Brano da leggere
<<<<

È l’esponente per eccellenza di quel «Kunstbolschevismus» contro il quale un
pittore mancato, l’onnipotente vincitore del momento, riversa il suo rancore
personale. È noto l’aiuto che l’autore di Guernica
ha prestato ai repubblicani spagnoli e l’odio dei tedeschi tiene una
contabilità precisa. Picasso riceve inviti da tutte le parti, dal Messico, dall’Argentina,
dagli Stati Uniti. La sua grande mostra di New York ha attirato su di lui l’attenzione
generale. Egli invece decide di rientrare a Parigi occupata. Al momento della
partenza, quando sta per salire in macchina, con Kazbek dietro, un ufficiale
tedesco, che se ne stava rigido davanti alla porta della Kommandantur, gli si
accosta: «Bitte, - e facendo appello a tutte le sue conoscenze di francese, -
le dispiacerebbe dirmi di che razza è il suo cane?»

>>>>

Materiale fornito
<<<<

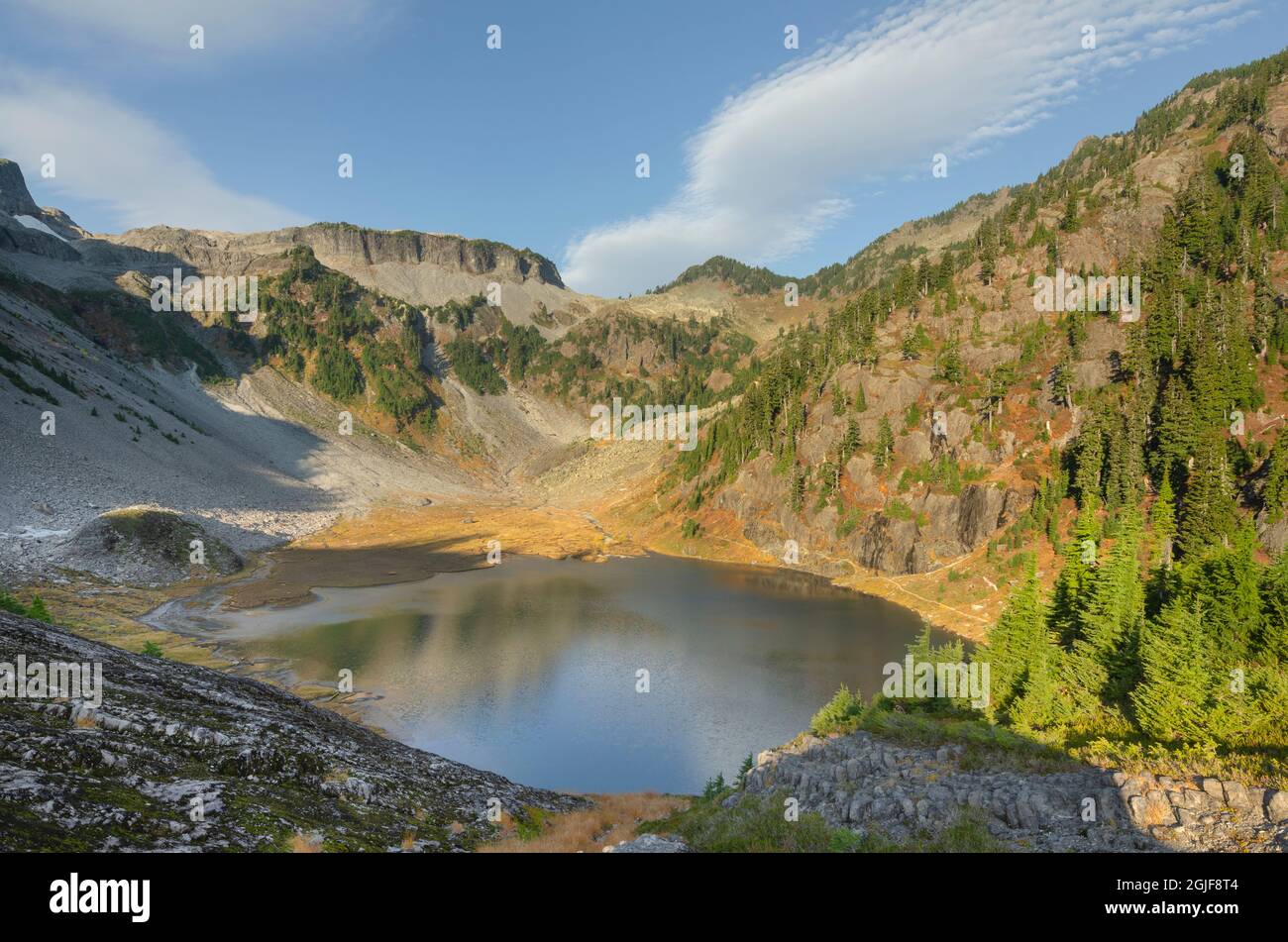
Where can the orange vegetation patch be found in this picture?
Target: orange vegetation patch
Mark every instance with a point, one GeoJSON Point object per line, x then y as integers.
{"type": "Point", "coordinates": [612, 818]}
{"type": "Point", "coordinates": [397, 543]}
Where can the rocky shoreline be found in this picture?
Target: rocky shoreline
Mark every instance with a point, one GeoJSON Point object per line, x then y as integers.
{"type": "Point", "coordinates": [870, 784]}
{"type": "Point", "coordinates": [185, 758]}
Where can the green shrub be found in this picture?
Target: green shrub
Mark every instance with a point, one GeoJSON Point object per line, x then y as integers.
{"type": "Point", "coordinates": [38, 609]}
{"type": "Point", "coordinates": [840, 714]}
{"type": "Point", "coordinates": [475, 369]}
{"type": "Point", "coordinates": [338, 372]}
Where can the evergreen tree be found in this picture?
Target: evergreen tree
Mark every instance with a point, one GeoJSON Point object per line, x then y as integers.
{"type": "Point", "coordinates": [1162, 523]}
{"type": "Point", "coordinates": [1175, 693]}
{"type": "Point", "coordinates": [1013, 642]}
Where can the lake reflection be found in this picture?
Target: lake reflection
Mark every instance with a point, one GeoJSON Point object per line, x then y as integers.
{"type": "Point", "coordinates": [531, 668]}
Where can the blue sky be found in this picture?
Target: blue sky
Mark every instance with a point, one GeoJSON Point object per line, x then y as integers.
{"type": "Point", "coordinates": [794, 158]}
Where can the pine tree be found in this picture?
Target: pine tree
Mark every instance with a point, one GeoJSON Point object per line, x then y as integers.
{"type": "Point", "coordinates": [1074, 579]}
{"type": "Point", "coordinates": [1207, 511]}
{"type": "Point", "coordinates": [1013, 642]}
{"type": "Point", "coordinates": [1044, 703]}
{"type": "Point", "coordinates": [850, 442]}
{"type": "Point", "coordinates": [1175, 693]}
{"type": "Point", "coordinates": [1103, 662]}
{"type": "Point", "coordinates": [1162, 523]}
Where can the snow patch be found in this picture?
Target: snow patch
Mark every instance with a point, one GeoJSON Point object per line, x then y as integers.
{"type": "Point", "coordinates": [33, 223]}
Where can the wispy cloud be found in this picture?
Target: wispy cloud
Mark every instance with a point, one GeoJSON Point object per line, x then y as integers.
{"type": "Point", "coordinates": [137, 168]}
{"type": "Point", "coordinates": [776, 163]}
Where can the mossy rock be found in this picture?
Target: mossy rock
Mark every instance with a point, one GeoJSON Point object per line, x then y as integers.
{"type": "Point", "coordinates": [158, 543]}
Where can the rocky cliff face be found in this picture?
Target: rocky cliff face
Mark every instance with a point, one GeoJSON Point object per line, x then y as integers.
{"type": "Point", "coordinates": [870, 784]}
{"type": "Point", "coordinates": [180, 757]}
{"type": "Point", "coordinates": [416, 266]}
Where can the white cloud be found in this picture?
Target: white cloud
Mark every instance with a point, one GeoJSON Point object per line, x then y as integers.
{"type": "Point", "coordinates": [231, 26]}
{"type": "Point", "coordinates": [140, 170]}
{"type": "Point", "coordinates": [776, 163]}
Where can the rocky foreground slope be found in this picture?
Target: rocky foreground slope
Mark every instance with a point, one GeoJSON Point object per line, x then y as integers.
{"type": "Point", "coordinates": [180, 757]}
{"type": "Point", "coordinates": [898, 790]}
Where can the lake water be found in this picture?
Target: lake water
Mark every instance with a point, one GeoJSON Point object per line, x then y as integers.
{"type": "Point", "coordinates": [531, 668]}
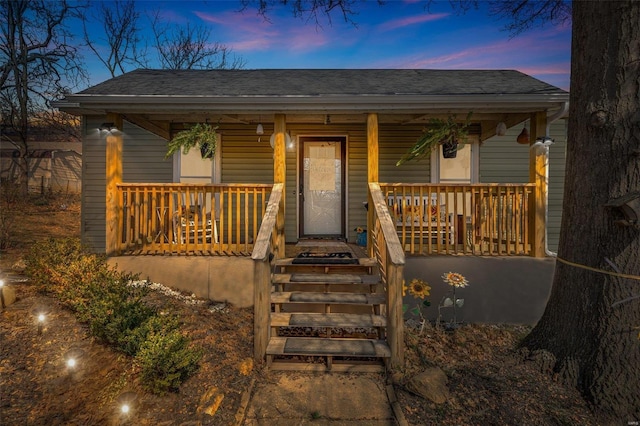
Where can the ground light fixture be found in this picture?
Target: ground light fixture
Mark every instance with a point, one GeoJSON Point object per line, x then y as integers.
{"type": "Point", "coordinates": [73, 357]}
{"type": "Point", "coordinates": [41, 319]}
{"type": "Point", "coordinates": [2, 294]}
{"type": "Point", "coordinates": [126, 402]}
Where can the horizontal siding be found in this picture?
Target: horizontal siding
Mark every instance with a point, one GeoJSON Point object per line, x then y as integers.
{"type": "Point", "coordinates": [93, 216]}
{"type": "Point", "coordinates": [503, 160]}
{"type": "Point", "coordinates": [142, 161]}
{"type": "Point", "coordinates": [557, 161]}
{"type": "Point", "coordinates": [395, 141]}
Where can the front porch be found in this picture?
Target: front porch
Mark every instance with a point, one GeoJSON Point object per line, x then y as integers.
{"type": "Point", "coordinates": [456, 219]}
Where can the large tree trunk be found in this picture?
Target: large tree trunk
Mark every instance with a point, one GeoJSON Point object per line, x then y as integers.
{"type": "Point", "coordinates": [594, 340]}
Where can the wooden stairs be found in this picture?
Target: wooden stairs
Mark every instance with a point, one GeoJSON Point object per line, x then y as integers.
{"type": "Point", "coordinates": [327, 317]}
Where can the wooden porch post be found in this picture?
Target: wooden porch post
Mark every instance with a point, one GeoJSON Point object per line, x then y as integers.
{"type": "Point", "coordinates": [538, 175]}
{"type": "Point", "coordinates": [372, 171]}
{"type": "Point", "coordinates": [113, 177]}
{"type": "Point", "coordinates": [280, 176]}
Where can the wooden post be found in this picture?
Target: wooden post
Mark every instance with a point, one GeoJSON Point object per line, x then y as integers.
{"type": "Point", "coordinates": [280, 176]}
{"type": "Point", "coordinates": [261, 306]}
{"type": "Point", "coordinates": [113, 178]}
{"type": "Point", "coordinates": [372, 171]}
{"type": "Point", "coordinates": [395, 328]}
{"type": "Point", "coordinates": [538, 175]}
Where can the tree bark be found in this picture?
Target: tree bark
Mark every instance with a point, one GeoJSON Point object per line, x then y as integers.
{"type": "Point", "coordinates": [594, 339]}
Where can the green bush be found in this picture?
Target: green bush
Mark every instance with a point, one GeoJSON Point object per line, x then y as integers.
{"type": "Point", "coordinates": [166, 360]}
{"type": "Point", "coordinates": [115, 311]}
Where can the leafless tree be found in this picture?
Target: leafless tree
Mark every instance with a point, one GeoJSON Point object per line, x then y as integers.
{"type": "Point", "coordinates": [122, 47]}
{"type": "Point", "coordinates": [38, 64]}
{"type": "Point", "coordinates": [311, 11]}
{"type": "Point", "coordinates": [189, 47]}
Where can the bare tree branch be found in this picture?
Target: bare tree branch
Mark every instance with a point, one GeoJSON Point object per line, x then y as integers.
{"type": "Point", "coordinates": [309, 10]}
{"type": "Point", "coordinates": [37, 64]}
{"type": "Point", "coordinates": [526, 14]}
{"type": "Point", "coordinates": [188, 47]}
{"type": "Point", "coordinates": [125, 48]}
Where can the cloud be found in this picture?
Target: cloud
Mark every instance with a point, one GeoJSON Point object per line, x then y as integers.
{"type": "Point", "coordinates": [411, 20]}
{"type": "Point", "coordinates": [250, 33]}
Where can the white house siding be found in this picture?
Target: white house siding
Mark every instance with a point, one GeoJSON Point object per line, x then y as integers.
{"type": "Point", "coordinates": [503, 160]}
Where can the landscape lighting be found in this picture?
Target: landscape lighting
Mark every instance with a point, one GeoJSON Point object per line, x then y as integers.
{"type": "Point", "coordinates": [41, 319]}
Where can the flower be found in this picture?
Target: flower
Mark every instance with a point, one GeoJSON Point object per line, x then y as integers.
{"type": "Point", "coordinates": [419, 288]}
{"type": "Point", "coordinates": [455, 279]}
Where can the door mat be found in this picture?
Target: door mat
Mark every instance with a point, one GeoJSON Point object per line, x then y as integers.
{"type": "Point", "coordinates": [334, 258]}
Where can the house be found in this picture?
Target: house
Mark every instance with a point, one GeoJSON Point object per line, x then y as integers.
{"type": "Point", "coordinates": [312, 154]}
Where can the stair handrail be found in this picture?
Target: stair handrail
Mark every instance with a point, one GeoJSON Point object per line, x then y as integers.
{"type": "Point", "coordinates": [386, 248]}
{"type": "Point", "coordinates": [269, 243]}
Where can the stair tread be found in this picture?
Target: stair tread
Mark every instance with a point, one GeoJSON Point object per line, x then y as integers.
{"type": "Point", "coordinates": [305, 319]}
{"type": "Point", "coordinates": [334, 298]}
{"type": "Point", "coordinates": [325, 278]}
{"type": "Point", "coordinates": [328, 347]}
{"type": "Point", "coordinates": [362, 261]}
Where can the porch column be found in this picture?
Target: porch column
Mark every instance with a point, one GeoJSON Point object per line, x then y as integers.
{"type": "Point", "coordinates": [538, 175]}
{"type": "Point", "coordinates": [280, 176]}
{"type": "Point", "coordinates": [372, 171]}
{"type": "Point", "coordinates": [113, 177]}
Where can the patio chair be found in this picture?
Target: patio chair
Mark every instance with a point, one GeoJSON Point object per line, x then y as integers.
{"type": "Point", "coordinates": [189, 226]}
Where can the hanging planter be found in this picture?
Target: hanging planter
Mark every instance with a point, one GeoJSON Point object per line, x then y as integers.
{"type": "Point", "coordinates": [448, 133]}
{"type": "Point", "coordinates": [200, 135]}
{"type": "Point", "coordinates": [450, 149]}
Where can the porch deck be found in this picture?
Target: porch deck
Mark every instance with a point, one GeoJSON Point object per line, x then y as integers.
{"type": "Point", "coordinates": [223, 220]}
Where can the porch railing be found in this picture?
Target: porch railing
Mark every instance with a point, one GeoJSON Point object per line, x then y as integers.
{"type": "Point", "coordinates": [190, 218]}
{"type": "Point", "coordinates": [479, 219]}
{"type": "Point", "coordinates": [387, 251]}
{"type": "Point", "coordinates": [269, 246]}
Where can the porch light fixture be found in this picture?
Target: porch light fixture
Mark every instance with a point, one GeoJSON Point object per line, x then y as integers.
{"type": "Point", "coordinates": [288, 141]}
{"type": "Point", "coordinates": [259, 131]}
{"type": "Point", "coordinates": [108, 127]}
{"type": "Point", "coordinates": [523, 137]}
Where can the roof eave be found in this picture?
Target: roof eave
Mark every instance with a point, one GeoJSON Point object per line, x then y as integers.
{"type": "Point", "coordinates": [79, 103]}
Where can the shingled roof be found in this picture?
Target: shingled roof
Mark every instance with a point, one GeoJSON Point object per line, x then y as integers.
{"type": "Point", "coordinates": [321, 82]}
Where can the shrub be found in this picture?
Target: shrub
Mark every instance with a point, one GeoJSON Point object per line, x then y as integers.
{"type": "Point", "coordinates": [54, 264]}
{"type": "Point", "coordinates": [115, 311]}
{"type": "Point", "coordinates": [166, 360]}
{"type": "Point", "coordinates": [10, 210]}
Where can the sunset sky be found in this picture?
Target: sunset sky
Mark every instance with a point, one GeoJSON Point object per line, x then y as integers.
{"type": "Point", "coordinates": [399, 34]}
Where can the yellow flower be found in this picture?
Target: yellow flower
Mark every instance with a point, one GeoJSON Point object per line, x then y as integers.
{"type": "Point", "coordinates": [455, 279]}
{"type": "Point", "coordinates": [419, 289]}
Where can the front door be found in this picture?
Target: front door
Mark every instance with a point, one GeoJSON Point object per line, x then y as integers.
{"type": "Point", "coordinates": [322, 187]}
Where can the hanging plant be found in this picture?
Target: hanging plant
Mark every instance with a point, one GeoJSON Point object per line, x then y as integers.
{"type": "Point", "coordinates": [200, 135]}
{"type": "Point", "coordinates": [439, 132]}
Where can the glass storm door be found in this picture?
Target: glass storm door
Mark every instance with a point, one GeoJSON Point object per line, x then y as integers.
{"type": "Point", "coordinates": [321, 188]}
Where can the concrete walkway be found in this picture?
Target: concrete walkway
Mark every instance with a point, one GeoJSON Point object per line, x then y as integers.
{"type": "Point", "coordinates": [294, 398]}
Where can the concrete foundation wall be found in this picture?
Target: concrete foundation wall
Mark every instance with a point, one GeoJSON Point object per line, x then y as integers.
{"type": "Point", "coordinates": [511, 290]}
{"type": "Point", "coordinates": [221, 279]}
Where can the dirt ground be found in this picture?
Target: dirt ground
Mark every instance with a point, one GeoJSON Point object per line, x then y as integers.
{"type": "Point", "coordinates": [488, 379]}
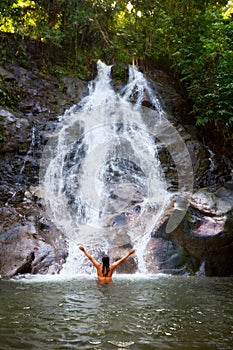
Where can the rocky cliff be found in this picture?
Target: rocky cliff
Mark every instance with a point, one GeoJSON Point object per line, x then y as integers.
{"type": "Point", "coordinates": [30, 243]}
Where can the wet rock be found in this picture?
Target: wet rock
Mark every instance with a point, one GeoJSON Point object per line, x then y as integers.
{"type": "Point", "coordinates": [6, 75]}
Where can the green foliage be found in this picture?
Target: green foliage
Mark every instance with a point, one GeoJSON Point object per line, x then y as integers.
{"type": "Point", "coordinates": [194, 39]}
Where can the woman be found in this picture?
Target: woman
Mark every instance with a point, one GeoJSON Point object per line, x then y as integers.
{"type": "Point", "coordinates": [105, 270]}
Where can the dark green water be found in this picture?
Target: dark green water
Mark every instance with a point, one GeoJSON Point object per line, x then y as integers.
{"type": "Point", "coordinates": [132, 313]}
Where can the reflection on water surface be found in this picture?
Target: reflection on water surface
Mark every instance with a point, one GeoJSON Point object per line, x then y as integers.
{"type": "Point", "coordinates": [133, 312]}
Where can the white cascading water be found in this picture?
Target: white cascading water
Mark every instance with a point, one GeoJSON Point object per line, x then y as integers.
{"type": "Point", "coordinates": [101, 178]}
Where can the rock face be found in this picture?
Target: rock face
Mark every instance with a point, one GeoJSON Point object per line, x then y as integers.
{"type": "Point", "coordinates": [29, 242]}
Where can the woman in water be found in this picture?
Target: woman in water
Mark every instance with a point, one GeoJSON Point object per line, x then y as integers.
{"type": "Point", "coordinates": [105, 270]}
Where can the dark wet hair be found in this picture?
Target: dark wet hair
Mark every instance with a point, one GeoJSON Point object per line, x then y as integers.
{"type": "Point", "coordinates": [105, 266]}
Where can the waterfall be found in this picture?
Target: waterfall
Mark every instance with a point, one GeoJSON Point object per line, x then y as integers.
{"type": "Point", "coordinates": [100, 174]}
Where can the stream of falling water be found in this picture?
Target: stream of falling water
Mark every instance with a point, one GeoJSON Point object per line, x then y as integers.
{"type": "Point", "coordinates": [101, 177]}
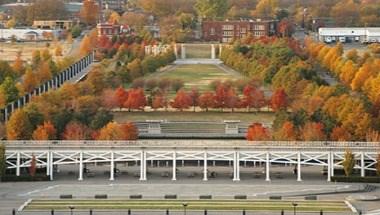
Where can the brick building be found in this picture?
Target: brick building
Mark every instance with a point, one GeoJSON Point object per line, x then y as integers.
{"type": "Point", "coordinates": [227, 31]}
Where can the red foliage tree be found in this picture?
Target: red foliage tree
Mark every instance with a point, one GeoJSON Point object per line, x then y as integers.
{"type": "Point", "coordinates": [279, 100]}
{"type": "Point", "coordinates": [253, 98]}
{"type": "Point", "coordinates": [207, 100]}
{"type": "Point", "coordinates": [257, 132]}
{"type": "Point", "coordinates": [121, 95]}
{"type": "Point", "coordinates": [136, 99]}
{"type": "Point", "coordinates": [182, 100]}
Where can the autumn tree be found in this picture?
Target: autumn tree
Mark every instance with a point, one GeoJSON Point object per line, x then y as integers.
{"type": "Point", "coordinates": [136, 99]}
{"type": "Point", "coordinates": [207, 100]}
{"type": "Point", "coordinates": [257, 132]}
{"type": "Point", "coordinates": [181, 101]}
{"type": "Point", "coordinates": [76, 131]}
{"type": "Point", "coordinates": [313, 131]}
{"type": "Point", "coordinates": [89, 12]}
{"type": "Point", "coordinates": [340, 134]}
{"type": "Point", "coordinates": [121, 96]}
{"type": "Point", "coordinates": [19, 126]}
{"type": "Point", "coordinates": [33, 166]}
{"type": "Point", "coordinates": [279, 100]}
{"type": "Point", "coordinates": [288, 132]}
{"type": "Point", "coordinates": [30, 81]}
{"type": "Point", "coordinates": [45, 131]}
{"type": "Point", "coordinates": [348, 162]}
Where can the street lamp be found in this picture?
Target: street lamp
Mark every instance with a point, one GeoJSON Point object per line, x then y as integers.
{"type": "Point", "coordinates": [184, 207]}
{"type": "Point", "coordinates": [294, 206]}
{"type": "Point", "coordinates": [71, 207]}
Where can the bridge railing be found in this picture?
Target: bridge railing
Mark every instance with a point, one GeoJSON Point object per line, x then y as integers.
{"type": "Point", "coordinates": [56, 82]}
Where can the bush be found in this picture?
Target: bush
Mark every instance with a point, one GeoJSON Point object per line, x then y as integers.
{"type": "Point", "coordinates": [356, 179]}
{"type": "Point", "coordinates": [14, 178]}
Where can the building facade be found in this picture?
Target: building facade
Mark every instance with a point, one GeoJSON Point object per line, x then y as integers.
{"type": "Point", "coordinates": [343, 35]}
{"type": "Point", "coordinates": [228, 31]}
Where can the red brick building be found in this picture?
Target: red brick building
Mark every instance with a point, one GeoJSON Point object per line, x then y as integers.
{"type": "Point", "coordinates": [227, 31]}
{"type": "Point", "coordinates": [108, 29]}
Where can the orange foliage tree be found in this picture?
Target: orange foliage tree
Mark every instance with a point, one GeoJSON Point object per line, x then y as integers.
{"type": "Point", "coordinates": [46, 131]}
{"type": "Point", "coordinates": [279, 100]}
{"type": "Point", "coordinates": [181, 101]}
{"type": "Point", "coordinates": [257, 132]}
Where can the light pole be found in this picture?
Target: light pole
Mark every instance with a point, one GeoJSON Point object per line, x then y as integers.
{"type": "Point", "coordinates": [294, 206]}
{"type": "Point", "coordinates": [71, 207]}
{"type": "Point", "coordinates": [184, 207]}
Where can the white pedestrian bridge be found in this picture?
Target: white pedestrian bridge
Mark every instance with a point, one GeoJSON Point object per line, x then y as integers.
{"type": "Point", "coordinates": [51, 154]}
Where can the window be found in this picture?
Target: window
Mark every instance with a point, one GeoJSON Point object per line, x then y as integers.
{"type": "Point", "coordinates": [212, 31]}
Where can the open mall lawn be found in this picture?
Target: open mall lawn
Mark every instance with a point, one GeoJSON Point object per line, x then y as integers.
{"type": "Point", "coordinates": [199, 76]}
{"type": "Point", "coordinates": [225, 205]}
{"type": "Point", "coordinates": [217, 116]}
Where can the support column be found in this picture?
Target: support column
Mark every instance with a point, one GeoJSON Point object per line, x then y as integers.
{"type": "Point", "coordinates": [236, 167]}
{"type": "Point", "coordinates": [51, 168]}
{"type": "Point", "coordinates": [267, 170]}
{"type": "Point", "coordinates": [174, 177]}
{"type": "Point", "coordinates": [48, 163]}
{"type": "Point", "coordinates": [142, 166]}
{"type": "Point", "coordinates": [183, 51]}
{"type": "Point", "coordinates": [329, 167]}
{"type": "Point", "coordinates": [205, 166]}
{"type": "Point", "coordinates": [299, 166]}
{"type": "Point", "coordinates": [112, 167]}
{"type": "Point", "coordinates": [80, 166]}
{"type": "Point", "coordinates": [362, 165]}
{"type": "Point", "coordinates": [332, 164]}
{"type": "Point", "coordinates": [212, 51]}
{"type": "Point", "coordinates": [18, 164]}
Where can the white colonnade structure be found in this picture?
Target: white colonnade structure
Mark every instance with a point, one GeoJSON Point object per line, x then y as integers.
{"type": "Point", "coordinates": [329, 155]}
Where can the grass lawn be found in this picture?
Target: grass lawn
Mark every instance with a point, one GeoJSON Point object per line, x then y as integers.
{"type": "Point", "coordinates": [198, 51]}
{"type": "Point", "coordinates": [263, 117]}
{"type": "Point", "coordinates": [199, 76]}
{"type": "Point", "coordinates": [227, 205]}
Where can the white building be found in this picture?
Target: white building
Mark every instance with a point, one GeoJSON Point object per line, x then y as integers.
{"type": "Point", "coordinates": [360, 34]}
{"type": "Point", "coordinates": [28, 34]}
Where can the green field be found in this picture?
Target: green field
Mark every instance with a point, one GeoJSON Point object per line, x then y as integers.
{"type": "Point", "coordinates": [227, 205]}
{"type": "Point", "coordinates": [199, 76]}
{"type": "Point", "coordinates": [198, 51]}
{"type": "Point", "coordinates": [216, 116]}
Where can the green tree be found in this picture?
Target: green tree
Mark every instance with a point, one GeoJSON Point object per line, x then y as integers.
{"type": "Point", "coordinates": [348, 162]}
{"type": "Point", "coordinates": [211, 9]}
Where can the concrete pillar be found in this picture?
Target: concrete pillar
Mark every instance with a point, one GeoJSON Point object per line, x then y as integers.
{"type": "Point", "coordinates": [299, 166]}
{"type": "Point", "coordinates": [332, 164]}
{"type": "Point", "coordinates": [236, 166]}
{"type": "Point", "coordinates": [267, 170]}
{"type": "Point", "coordinates": [175, 51]}
{"type": "Point", "coordinates": [142, 166]}
{"type": "Point", "coordinates": [51, 168]}
{"type": "Point", "coordinates": [212, 51]}
{"type": "Point", "coordinates": [205, 166]}
{"type": "Point", "coordinates": [80, 166]}
{"type": "Point", "coordinates": [47, 163]}
{"type": "Point", "coordinates": [362, 165]}
{"type": "Point", "coordinates": [174, 177]}
{"type": "Point", "coordinates": [183, 51]}
{"type": "Point", "coordinates": [18, 164]}
{"type": "Point", "coordinates": [329, 167]}
{"type": "Point", "coordinates": [112, 167]}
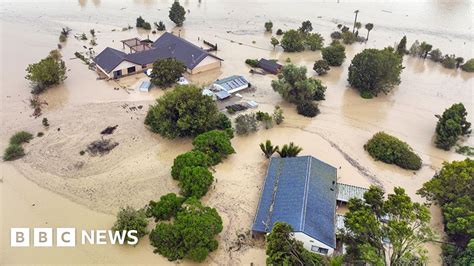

>>>>

Compiti da svolgere
A – Indica quante righe del materiale fornito contengono la stringa "lamp"; scrivi soltanto il numero.
B – Prosegui il brano su Picasso e la Parigi occupata, partendo subito dopo la sua ultima frase.

Risposte in ordine
A – 2

B –
È una Parigi deserta e
triste quella in cui ritorna. Dapprima va ad abitare in Rue La Boétie. Ma i
tragitti tra casa e studio divengono difficili. Decide così di trasferirsi in
Rue des Grands-Augustins. Nel generale clima di freddo e di fame si mette al
lavoro.
Gli ultimi giorni del
soggiorno a Royan, quando già aveva imballato tutte le sue tele, ha dipinto
ancora due ritratti sui coperchi delle casse d’imballaggio. Sempre a Royan, a
un collega agitatissimo che gli chiedeva: «Cosa faremo con i tedeschi alle
calcagna?», «Delle mostre», ha risposto. In realtà invece, compromesso com’è
agli occhi dei tedeschi, gli sarà proibito di esporre a Parigi. Provvede a
mettere al sicuro la maggior parte dei suoi quadri nei sotterranei blindati di
una banca, ne trattiene però presso di sé più di un centinaio. E lavora.
Non era il momento per
un artista di venir meno, di tirarsi indietro, di arrestarsi nel lavoro, - dirà
più tardi; - non gli restava altro da fare che lavorare, seriamente, con
fervore, che lottare per il cibo, che incontrare con calma gli amici, e
aspettare la libertà.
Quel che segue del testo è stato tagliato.